ABOUT THIS EXERCISE. Set down the listing below verbatim, but only from its first line through the line containing "box: [227, 244, 246, 276]".

TASK INPUTS.
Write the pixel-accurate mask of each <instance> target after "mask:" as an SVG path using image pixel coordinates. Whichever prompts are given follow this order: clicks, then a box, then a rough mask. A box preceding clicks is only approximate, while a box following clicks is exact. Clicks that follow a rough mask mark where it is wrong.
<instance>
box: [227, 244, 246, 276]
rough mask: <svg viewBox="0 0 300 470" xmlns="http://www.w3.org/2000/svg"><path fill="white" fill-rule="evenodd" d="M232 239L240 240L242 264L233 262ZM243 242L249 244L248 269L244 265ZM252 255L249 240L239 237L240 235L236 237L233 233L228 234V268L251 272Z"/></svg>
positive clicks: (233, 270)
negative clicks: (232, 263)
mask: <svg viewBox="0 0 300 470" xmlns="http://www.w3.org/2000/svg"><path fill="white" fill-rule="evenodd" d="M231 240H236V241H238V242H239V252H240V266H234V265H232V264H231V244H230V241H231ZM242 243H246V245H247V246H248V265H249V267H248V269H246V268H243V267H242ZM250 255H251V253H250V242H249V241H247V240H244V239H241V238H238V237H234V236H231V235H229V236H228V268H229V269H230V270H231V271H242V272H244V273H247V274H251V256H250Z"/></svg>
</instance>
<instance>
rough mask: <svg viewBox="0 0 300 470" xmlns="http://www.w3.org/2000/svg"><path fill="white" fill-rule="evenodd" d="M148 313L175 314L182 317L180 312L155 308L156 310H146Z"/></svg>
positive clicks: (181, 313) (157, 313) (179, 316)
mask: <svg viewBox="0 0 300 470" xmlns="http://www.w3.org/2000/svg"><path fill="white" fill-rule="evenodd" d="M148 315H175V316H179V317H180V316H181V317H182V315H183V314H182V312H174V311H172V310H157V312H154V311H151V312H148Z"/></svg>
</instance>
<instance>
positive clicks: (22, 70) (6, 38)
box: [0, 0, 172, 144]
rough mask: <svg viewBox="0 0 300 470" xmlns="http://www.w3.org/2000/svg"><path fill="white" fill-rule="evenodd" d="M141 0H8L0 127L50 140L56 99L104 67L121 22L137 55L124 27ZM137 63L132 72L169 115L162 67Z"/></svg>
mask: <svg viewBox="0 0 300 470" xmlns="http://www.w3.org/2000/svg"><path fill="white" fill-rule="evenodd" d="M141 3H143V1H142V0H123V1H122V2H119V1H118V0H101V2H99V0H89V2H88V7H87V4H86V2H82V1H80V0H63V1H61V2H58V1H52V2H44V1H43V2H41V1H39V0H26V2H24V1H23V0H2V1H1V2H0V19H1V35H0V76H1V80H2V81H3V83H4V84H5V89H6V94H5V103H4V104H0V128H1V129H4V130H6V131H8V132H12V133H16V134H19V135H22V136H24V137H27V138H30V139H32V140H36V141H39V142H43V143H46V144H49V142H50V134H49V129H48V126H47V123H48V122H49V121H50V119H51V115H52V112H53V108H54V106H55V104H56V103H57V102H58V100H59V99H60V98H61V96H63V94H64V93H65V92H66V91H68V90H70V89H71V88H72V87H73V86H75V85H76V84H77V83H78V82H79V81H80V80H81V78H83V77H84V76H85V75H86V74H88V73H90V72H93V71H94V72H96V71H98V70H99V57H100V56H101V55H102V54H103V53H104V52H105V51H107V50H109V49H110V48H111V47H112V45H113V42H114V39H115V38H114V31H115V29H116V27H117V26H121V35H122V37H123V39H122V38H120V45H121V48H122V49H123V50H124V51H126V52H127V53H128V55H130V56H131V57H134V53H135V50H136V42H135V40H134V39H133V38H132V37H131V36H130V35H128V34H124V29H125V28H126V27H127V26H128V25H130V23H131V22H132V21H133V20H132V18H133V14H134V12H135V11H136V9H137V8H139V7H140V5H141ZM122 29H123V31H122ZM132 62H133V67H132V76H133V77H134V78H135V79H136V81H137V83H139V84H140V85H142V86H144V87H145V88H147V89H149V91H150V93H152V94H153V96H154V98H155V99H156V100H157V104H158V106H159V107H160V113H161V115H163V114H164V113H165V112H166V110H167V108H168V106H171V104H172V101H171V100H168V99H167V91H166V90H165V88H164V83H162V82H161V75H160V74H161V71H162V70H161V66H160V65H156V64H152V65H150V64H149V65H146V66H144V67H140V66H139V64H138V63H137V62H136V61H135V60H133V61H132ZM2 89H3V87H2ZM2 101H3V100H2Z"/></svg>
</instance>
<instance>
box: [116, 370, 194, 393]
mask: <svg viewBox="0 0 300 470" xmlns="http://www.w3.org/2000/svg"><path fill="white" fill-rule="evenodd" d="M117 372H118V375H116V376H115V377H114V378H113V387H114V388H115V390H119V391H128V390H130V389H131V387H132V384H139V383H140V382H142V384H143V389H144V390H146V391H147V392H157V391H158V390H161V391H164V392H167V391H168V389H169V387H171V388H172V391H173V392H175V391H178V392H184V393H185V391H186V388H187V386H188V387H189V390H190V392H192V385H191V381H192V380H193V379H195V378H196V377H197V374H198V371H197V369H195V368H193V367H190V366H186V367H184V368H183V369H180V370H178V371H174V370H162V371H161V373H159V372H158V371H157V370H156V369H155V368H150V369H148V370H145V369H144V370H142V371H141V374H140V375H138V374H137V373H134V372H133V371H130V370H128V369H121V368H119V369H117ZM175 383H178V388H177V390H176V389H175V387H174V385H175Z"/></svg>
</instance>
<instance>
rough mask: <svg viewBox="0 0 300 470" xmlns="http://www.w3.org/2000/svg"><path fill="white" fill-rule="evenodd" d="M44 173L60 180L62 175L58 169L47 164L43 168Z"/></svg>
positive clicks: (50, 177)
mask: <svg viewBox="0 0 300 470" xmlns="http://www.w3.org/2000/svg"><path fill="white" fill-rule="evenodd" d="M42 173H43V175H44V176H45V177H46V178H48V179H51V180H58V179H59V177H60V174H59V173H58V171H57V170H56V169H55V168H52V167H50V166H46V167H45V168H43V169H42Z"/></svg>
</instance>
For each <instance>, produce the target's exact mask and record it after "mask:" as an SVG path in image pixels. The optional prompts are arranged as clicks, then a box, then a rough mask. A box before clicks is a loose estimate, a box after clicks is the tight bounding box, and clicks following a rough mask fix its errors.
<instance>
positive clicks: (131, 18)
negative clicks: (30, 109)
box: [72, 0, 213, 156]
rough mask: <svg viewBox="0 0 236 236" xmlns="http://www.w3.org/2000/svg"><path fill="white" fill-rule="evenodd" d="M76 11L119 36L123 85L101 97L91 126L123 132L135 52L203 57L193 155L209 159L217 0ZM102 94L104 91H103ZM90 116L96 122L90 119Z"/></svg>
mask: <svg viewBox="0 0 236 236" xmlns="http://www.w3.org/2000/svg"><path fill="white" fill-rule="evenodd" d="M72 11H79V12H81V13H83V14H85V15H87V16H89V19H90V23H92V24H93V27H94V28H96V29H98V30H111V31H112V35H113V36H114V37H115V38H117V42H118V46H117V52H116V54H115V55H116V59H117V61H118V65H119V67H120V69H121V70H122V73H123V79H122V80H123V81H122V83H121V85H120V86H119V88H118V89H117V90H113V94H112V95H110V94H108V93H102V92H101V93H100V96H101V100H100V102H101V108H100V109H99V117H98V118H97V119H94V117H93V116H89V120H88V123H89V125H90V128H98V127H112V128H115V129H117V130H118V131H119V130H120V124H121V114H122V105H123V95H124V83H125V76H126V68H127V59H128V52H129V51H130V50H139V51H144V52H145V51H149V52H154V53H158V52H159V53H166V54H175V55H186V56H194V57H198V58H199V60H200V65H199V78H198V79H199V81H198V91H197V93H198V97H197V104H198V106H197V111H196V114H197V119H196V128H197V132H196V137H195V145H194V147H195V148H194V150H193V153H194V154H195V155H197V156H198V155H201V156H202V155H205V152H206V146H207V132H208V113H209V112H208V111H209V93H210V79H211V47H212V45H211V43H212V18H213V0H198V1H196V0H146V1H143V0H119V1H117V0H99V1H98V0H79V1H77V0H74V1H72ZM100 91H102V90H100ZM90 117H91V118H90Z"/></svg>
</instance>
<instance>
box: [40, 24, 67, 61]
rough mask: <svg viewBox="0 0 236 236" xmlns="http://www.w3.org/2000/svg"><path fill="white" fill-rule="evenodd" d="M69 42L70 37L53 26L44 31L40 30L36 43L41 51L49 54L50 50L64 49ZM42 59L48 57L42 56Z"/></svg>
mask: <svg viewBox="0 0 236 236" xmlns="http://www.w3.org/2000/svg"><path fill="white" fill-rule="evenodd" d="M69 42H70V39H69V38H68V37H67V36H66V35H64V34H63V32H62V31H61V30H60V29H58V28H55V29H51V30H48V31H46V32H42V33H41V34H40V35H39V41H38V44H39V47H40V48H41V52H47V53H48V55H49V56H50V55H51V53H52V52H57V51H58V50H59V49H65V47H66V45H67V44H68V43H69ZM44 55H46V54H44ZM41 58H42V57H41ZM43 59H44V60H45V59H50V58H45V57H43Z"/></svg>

REPLY.
Write the pixel-accurate mask of each <instance> target after "mask:" as an SVG path using image pixel coordinates. Whichever prompts are given follow this order: clicks, then a box, then a rough mask. A box preceding clicks is only approximate, while a box following clicks is exact. Clicks that follow a rough mask mark where it is wrong.
<instance>
box: [227, 244, 246, 276]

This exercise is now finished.